Exercise brief:
Return every entry exactly.

Extracted records:
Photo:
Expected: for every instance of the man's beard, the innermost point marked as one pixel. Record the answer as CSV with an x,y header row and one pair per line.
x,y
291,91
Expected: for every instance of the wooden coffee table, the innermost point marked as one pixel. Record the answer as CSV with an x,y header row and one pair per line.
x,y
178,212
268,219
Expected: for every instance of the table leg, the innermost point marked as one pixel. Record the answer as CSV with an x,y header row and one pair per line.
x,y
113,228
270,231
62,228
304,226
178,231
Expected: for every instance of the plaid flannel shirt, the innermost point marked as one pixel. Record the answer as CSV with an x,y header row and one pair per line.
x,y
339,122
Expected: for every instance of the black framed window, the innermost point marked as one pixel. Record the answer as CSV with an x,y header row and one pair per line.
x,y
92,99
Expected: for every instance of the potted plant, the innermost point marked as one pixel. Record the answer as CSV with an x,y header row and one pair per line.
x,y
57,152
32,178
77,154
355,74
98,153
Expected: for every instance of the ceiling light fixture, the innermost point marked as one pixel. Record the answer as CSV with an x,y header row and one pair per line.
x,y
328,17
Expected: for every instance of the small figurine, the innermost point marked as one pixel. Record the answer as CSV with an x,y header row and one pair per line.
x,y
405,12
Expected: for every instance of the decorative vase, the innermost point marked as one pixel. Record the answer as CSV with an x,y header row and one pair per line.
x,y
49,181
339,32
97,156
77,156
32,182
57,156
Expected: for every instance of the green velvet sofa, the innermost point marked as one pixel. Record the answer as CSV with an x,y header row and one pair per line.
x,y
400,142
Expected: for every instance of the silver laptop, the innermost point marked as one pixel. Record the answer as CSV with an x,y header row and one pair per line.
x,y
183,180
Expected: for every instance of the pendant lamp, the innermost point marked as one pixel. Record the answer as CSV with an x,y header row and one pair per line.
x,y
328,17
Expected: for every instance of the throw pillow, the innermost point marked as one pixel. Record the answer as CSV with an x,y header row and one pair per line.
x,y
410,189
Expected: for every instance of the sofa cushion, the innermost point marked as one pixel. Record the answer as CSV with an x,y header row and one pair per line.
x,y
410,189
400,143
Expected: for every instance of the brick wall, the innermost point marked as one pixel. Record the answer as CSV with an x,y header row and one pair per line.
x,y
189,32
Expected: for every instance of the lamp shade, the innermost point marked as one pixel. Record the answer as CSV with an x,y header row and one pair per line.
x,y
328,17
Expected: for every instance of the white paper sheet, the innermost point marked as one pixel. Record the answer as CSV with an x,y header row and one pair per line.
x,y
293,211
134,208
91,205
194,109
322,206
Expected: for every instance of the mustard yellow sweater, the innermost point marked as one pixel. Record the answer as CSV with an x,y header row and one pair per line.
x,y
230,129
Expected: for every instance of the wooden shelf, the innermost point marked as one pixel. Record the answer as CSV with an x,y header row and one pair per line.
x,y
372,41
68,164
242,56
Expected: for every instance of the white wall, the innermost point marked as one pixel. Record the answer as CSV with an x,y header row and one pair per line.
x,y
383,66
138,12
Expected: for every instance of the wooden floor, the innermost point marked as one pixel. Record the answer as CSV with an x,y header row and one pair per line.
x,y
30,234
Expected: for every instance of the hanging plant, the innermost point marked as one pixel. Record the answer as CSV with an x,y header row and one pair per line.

Worked answer:
Photo:
Expected: for every instance of the man's beard, the innermost point marked as one pixel. Record the answer as CSV with an x,y header row and one pair per line.
x,y
291,91
Expected: for every instance of the wooden coffee table, the innermost point marked as one pixel. Record the answer as CSV with an x,y header row and one pair per line.
x,y
178,212
268,219
Expected: for every instance of the table leg, the innermost point marked as one pixel. Record the answer as CSV with an x,y header row and one pair per line.
x,y
113,228
270,231
62,228
304,226
178,231
Expected: for every instance of the plaid flannel shirt, the innermost point marked as one pixel. Record the answer as CSV with an x,y header row and one pair per line.
x,y
339,122
Expected: for every instance of the black framed window, the innermost point marked as one pixel. Record the answer as CSV with an x,y header row and one pair per line.
x,y
92,99
Expected: for every instance of the potted plant, the innermost point marked as one pixel. Record the answer as CSV with an x,y header row and one pair per line.
x,y
57,152
32,178
77,154
355,74
98,153
Expected: for every instance of the ceiling light fixture, the innermost point marked as one pixel. Record the answer as CSV with an x,y header row and one pair per line.
x,y
328,17
Expected: for every instance of the small figurine, the innermost point marked as one pixel. Record the answer as CSV with an x,y header row and one pair per line.
x,y
405,12
Expected: for every instance of the decorative vase, the innermost point marked as one pixel. Record the answer as CSV with an x,y header row and one pair per line.
x,y
49,181
339,32
97,156
77,156
32,182
57,156
Expected: for every instance of the green velvet sofa, the innermost point marked as one pixel. Record the answer as CSV with an x,y header row and one pair per line.
x,y
400,142
Expected: for every instance of the silver laptop, the innermost point marked as one pixel. Record the answer as CSV with an x,y header row and one pair per line.
x,y
183,180
Expected: for every instance of the pendant lamp, the innermost point marked as one pixel. Record the answer as CSV with an x,y header row and one pair per line.
x,y
328,17
Expected: for every instance of the throw pillow, the innermost point marked as one pixel. Record the answer as CSV with an x,y header row and one pair per line.
x,y
410,189
Expected: for every instance of the sofa cushion, the innermost point marked as one pixel. Record the answer as CSV with an x,y header row and one pair per line.
x,y
410,189
400,143
Expected: for every instance of the brick wall, the innermost point marked as one pixel. Record the answer as CSV with an x,y header row and one pair per line.
x,y
189,32
Expected: for every instance of the lamp shade, the innermost point marked as one pixel. Record the answer as CSV with an x,y header row and one pair per line.
x,y
328,17
Expected: for every instance of the white paper sheet, the innermost point marked as one pixel. Record the answer as CSV with an x,y header row and one pair per line.
x,y
293,211
134,208
91,205
194,109
322,206
Expected: for every instance of the mustard yellow sweater, the innermost point marked as one pixel. Record the answer as CSV with an x,y header row and one pair per line.
x,y
230,129
Expected: for every instance of the wooden shelf, the innermost point marked as one pixel. Record the answer as CSV with an x,y header row and one pair per line.
x,y
372,41
68,164
242,56
Expected: for every instance of the white wall, the innermost point marked as one pixel. Record the answer as CSV with an x,y header row and one pair per line.
x,y
383,66
138,12
Expected: for every instance of the wooden floor, the innermost point marked as one pixel. Record the answer as CSV with an x,y header row and one pair per line.
x,y
30,234
Expected: for every instance of the hanging plant, the innermost point marked as one pixel. Record the answer as CSV with an x,y header row and one pair per line.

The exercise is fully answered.